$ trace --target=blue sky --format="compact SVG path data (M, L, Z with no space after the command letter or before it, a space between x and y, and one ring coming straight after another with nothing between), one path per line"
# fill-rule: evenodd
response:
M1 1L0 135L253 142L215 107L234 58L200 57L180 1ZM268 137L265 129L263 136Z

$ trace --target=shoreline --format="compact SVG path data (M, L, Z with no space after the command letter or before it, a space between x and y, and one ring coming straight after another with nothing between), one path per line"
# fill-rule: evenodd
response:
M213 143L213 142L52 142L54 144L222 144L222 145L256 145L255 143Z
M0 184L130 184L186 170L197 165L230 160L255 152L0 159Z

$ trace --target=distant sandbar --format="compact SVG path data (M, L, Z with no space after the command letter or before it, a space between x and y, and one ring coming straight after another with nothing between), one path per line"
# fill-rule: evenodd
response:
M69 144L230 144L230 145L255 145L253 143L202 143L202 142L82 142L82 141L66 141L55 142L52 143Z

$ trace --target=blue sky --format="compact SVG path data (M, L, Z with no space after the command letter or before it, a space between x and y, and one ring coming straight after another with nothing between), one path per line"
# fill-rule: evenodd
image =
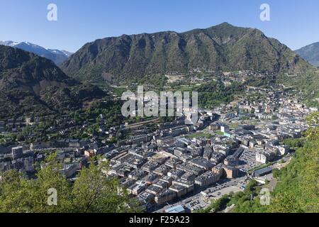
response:
M57 21L47 20L50 3L57 6ZM270 6L270 21L259 19L263 3ZM0 0L0 40L74 52L108 36L228 22L259 28L295 50L319 41L318 9L318 0Z

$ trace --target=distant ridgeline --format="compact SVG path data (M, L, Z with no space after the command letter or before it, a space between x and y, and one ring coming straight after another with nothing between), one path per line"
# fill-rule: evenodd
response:
M169 72L191 69L297 74L311 66L257 29L227 23L181 33L172 31L111 37L84 45L62 65L79 81L152 83Z
M63 113L102 95L97 87L69 78L46 58L0 45L0 119Z

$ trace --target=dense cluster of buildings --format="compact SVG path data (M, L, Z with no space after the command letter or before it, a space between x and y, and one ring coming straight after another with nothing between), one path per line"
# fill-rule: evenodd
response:
M60 171L72 179L92 157L101 155L110 163L106 174L118 178L141 205L160 206L222 178L237 177L245 171L240 168L242 154L248 153L260 165L285 155L289 148L282 140L300 138L307 129L306 116L318 111L278 92L254 87L247 92L264 94L266 98L243 99L211 111L201 111L195 125L186 125L184 118L179 118L158 124L153 131L134 128L132 135L117 145L105 145L94 139L64 139L13 147L11 153L0 153L0 170L13 168L34 173L36 163L52 149L57 151L63 164ZM72 124L67 118L65 121ZM1 127L0 122L0 130ZM188 136L203 130L211 136Z

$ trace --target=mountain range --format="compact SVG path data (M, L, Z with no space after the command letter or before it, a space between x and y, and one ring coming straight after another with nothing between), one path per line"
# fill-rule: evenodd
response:
M309 65L257 29L224 23L206 29L123 35L86 43L61 66L69 76L94 83L138 82L191 68L297 73Z
M296 52L313 65L319 67L319 42L306 45Z
M0 118L77 109L103 92L67 76L53 62L0 45Z
M46 49L40 45L28 42L18 43L13 41L0 41L0 45L19 48L28 52L33 52L40 57L47 58L53 61L57 65L61 65L72 55L72 52L67 52L66 50Z

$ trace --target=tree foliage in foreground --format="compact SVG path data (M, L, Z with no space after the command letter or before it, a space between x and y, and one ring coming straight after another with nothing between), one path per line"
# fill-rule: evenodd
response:
M43 163L35 179L7 171L0 180L0 213L114 213L138 211L118 181L106 177L107 163L91 164L81 170L74 182L59 172L55 155ZM57 192L57 204L48 205L50 189Z

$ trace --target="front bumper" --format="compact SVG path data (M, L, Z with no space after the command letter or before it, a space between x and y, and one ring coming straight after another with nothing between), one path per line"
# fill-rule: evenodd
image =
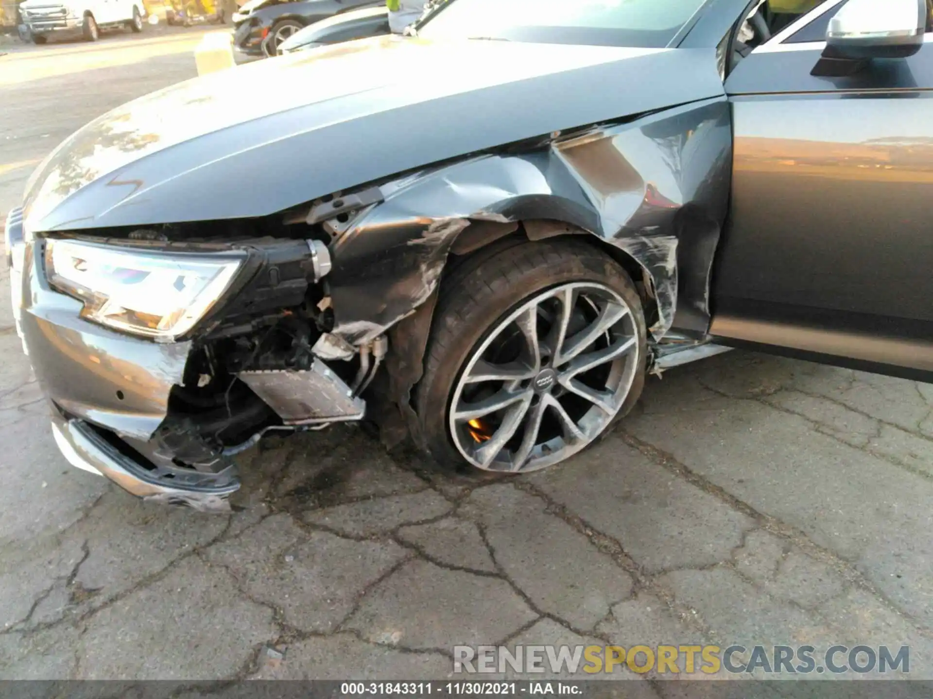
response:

────────────────────────────────────────

Instructions for the task: Rewrite all of the records above, changing "blue sky" to "open sky" and keeping everything else the same. Omit the pictures from your version.

Response:
$ trace --target=open sky --format="compact SVG path data (M, L, Z with no space after the command letter or before it, a space between x and y, and one ring coming straight after another with nothing between), one path per line"
# fill-rule: evenodd
response:
M1 1L0 135L253 142L215 107L234 58L200 57L180 1ZM268 137L265 129L263 136Z

$ trace --target=shoreline --format="compact SVG path data (M, L, Z with no space after the command letter or before it, a space between x and y, and one ring coming straight after another with nothing between), one path per line"
# fill-rule: evenodd
response:
M213 143L213 142L52 142L54 144L222 144L222 145L256 145L255 143Z
M0 184L130 184L186 170L197 165L230 160L255 152L0 159Z

$ trace --target=distant sandbar --format="compact SVG path data (M, L, Z with no space after the command letter or before it, a space between x and y, and one ring coming straight after another with nothing between), one path per line"
# fill-rule: evenodd
response:
M69 144L230 144L230 145L255 145L253 143L202 143L202 142L82 142L82 141L66 141L55 142L52 143Z

$ trace --target=open sky --format="compact SVG path data (M, L, Z with no space after the command letter or before it, a space between x and y, and one ring coming straight after another with nothing between), one path per line"
# fill-rule: evenodd
image =
response:
M57 21L47 20L50 3L57 6ZM270 6L270 21L259 19L263 3ZM0 0L0 40L74 52L108 36L228 22L259 28L295 50L319 41L318 9L318 0Z

$ trace --target=distant ridgeline --format="compact SVG path data (M, L, Z with no space after the command letter or before it, a space between x and y, and one ring coming straight after another with nothing between), one path per line"
# fill-rule: evenodd
response:
M169 72L191 69L297 74L311 66L257 29L227 23L181 33L172 31L111 37L84 45L62 65L79 81L152 83Z
M63 113L102 95L97 87L69 78L46 58L0 45L0 119Z

$ trace --target=dense cluster of buildings --format="compact SVG path data (M, L, Z with no space after the command letter or before it, a space between x and y, and one ring coming straight after another with nothing between), one path per line"
# fill-rule: evenodd
response:
M60 171L72 179L92 157L101 155L110 163L106 174L118 178L141 205L160 206L222 178L237 177L245 171L240 168L242 154L248 153L260 165L285 155L289 148L282 140L300 138L307 129L306 116L318 111L278 92L254 87L247 92L264 94L266 98L243 99L211 111L201 111L195 125L186 125L184 118L179 118L158 124L153 131L134 128L132 135L117 145L105 145L94 139L64 139L13 147L11 153L0 153L0 170L13 168L34 173L36 163L52 149L57 151L63 164ZM72 124L67 118L65 121ZM1 127L0 122L0 130ZM188 136L203 130L211 136Z

$ trace --target=mountain range --format="compact SVG path data (M, L, Z with no space after the command letter or before it, a space between x and y, and one ring coming straight after another with nothing between), one path per line"
# fill-rule: evenodd
response:
M309 65L257 29L224 23L206 29L123 35L86 43L61 66L69 76L94 83L138 82L191 68L297 73Z
M296 52L313 65L319 67L319 42L306 45Z
M0 118L77 109L103 92L67 76L53 62L0 45Z
M46 49L40 45L28 42L18 43L13 41L0 41L0 45L19 48L28 52L33 52L40 57L47 58L53 61L57 65L61 65L72 55L72 52L67 52L66 50Z

$ trace --target=tree foliage in foreground --format="compact SVG path data (M, L, Z with no space after the command letter or before it, a space between x and y, and one ring coming straight after another with nothing between), one path per line"
# fill-rule: evenodd
response:
M43 163L35 179L7 171L0 180L0 213L114 213L138 211L118 181L106 177L107 163L91 164L81 170L74 182L59 172L55 155ZM57 192L57 204L48 205L50 189Z

$ trace --target="front bumper" --format="compact SVG path data (M, L, Z with no space after the command letter or before it, a space between x and y, and one ring coming straight after another with nothing between), one path per line"
# fill-rule: evenodd
image =
response:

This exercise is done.